Transcribe the records below exactly.

··· Extracted records ···

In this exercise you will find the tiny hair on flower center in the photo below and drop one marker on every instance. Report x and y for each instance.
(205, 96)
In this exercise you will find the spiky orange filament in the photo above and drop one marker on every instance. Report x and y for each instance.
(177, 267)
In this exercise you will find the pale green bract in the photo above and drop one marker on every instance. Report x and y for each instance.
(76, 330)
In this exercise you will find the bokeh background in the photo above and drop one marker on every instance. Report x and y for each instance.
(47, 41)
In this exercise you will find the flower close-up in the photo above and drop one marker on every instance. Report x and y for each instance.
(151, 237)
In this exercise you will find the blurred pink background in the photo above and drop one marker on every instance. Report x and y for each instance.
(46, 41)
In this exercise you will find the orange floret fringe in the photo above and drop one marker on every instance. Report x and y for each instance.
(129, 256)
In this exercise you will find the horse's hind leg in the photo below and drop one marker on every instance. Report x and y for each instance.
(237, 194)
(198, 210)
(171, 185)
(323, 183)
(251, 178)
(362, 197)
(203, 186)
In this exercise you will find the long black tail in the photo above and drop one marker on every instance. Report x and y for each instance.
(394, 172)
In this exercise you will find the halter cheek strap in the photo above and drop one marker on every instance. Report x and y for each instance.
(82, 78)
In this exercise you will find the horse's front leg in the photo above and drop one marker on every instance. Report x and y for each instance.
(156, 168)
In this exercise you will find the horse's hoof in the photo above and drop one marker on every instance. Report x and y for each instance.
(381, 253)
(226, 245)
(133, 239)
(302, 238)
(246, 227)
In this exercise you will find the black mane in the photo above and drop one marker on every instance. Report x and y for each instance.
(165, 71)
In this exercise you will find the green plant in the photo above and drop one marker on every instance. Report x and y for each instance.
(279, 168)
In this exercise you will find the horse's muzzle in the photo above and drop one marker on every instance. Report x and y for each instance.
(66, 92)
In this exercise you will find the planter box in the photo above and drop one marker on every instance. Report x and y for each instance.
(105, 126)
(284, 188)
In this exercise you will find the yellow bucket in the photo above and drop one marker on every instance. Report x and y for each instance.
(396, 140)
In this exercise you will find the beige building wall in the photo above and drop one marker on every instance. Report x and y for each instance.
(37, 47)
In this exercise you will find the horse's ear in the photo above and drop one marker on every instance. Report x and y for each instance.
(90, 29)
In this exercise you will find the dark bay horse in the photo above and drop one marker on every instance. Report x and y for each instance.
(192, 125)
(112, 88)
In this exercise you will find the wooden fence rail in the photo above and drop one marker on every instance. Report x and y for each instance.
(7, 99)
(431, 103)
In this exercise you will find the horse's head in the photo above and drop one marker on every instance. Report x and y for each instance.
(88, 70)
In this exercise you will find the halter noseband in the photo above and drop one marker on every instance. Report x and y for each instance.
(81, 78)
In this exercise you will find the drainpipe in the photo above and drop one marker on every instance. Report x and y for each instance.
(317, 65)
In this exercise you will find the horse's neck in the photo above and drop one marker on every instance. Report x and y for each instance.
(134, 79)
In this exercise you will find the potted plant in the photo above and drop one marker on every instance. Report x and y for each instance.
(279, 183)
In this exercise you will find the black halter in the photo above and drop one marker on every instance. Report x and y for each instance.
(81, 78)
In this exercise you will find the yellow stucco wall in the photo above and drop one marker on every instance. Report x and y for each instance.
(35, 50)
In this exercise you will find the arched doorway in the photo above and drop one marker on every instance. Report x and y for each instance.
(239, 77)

···

## Answer for the task
In this exercise you will find the tiny hair on flower center in the photo below and drop one marker on every instance. Report x and y for each instance.
(205, 96)
In this exercise you will find the spiky orange filament in the photo above and drop one marker on every instance. Report x and y for each instance.
(177, 267)
In this exercise you will find the pale green bract in the photo above and drop one marker on every instance. Report x and y for each instance.
(76, 330)
In this exercise you will find the bokeh background in the photo above and drop one marker on every instance. Report x and y for each instance.
(47, 41)
In this exercise you will find the flower close-up in the photo above and drop one marker on every instance. Report x and y for each instance.
(151, 237)
In this exercise you will find the blurred pink background in the photo above and drop one marker on every instance. Report x and y for each instance.
(46, 41)
In this exercise you will find the orange floret fringe in the photo above and drop one marker on every instance. Report x and y for each instance.
(129, 256)
In this exercise you will find the horse's hind leg in the photo below and drop one marker on every instance. Report x and y for each instance.
(237, 194)
(198, 210)
(171, 185)
(323, 183)
(251, 178)
(362, 197)
(203, 186)
In this exercise you will find the long black tail in the photo above and drop one marker on every instance. Report x and y for each instance.
(394, 172)
In this exercise you will find the halter cheek strap in the photo above and drop one marker on every instance. Report x and y for each instance.
(82, 78)
In this exercise you will find the horse's front leg in the photo above and drop one marker on every instance. Report x and y for each instance.
(156, 168)
In this exercise you will find the horse's hoof in the photo above and drop one marker on every instance. Report x and y for each instance.
(381, 253)
(226, 245)
(133, 239)
(302, 238)
(246, 227)
In this exercise you will find the black mane in the photo above and drop one marker on every instance. Report x and y for each instance.
(165, 71)
In this exercise you will find the green plant in the photo above and drop one marker on every instance. Report x and y for each instance.
(279, 168)
In this exercise you will find the horse's muzzle in the photo above and drop one marker on every instance. Report x and y for each instance.
(66, 92)
In this exercise you will find the planter box in the photo above and drop one marker on every instance. Report x and y for each instance.
(105, 126)
(284, 188)
In this exercise you will find the yellow bucket in the photo above and drop one marker on every instance. Report x and y for each instance.
(396, 140)
In this exercise you will find the beige building wall in the photo above and drop one marker on every instance. Report x and y for each instance.
(37, 47)
In this exercise you will find the horse's ear in the photo above and drop one marker on every instance. Report x and y for each instance.
(90, 29)
In this exercise you will find the dark bay horse in the photo above and drop one marker on every instance. Report x and y for each instance.
(192, 125)
(112, 88)
In this exercise you will find the wooden fence rail in the photo above and drop one marker on every instance. Report x and y for each instance.
(7, 99)
(431, 103)
In this exercise you will find the horse's head in the photo above and drop one marker on every instance. Report x and y for each instance.
(88, 70)
In this exercise you will find the halter noseband in the photo above and drop one marker on every instance. Report x and y for each instance.
(81, 78)
In this exercise you will find the drainpipe in the photo above and drop one marker on every instance. Report x and y for each instance.
(317, 65)
In this exercise you will find the horse's neck in the photo above and drop one marker on every instance. Report x and y for each instance.
(134, 79)
In this exercise you will find the potted plant in the photo above and drop one marker on every instance. Report x and y for each instance.
(279, 183)
In this exercise you will find the black halter in the photo above and drop one marker on every instance. Report x and y for each instance.
(81, 78)
In this exercise you will find the yellow stucco wall in the photo above and drop one marker on every instance. Report x and y for each instance.
(35, 50)
In this exercise you will find the arched doorway in the photo above and drop one marker on every instance. Report x and y for each instance.
(239, 77)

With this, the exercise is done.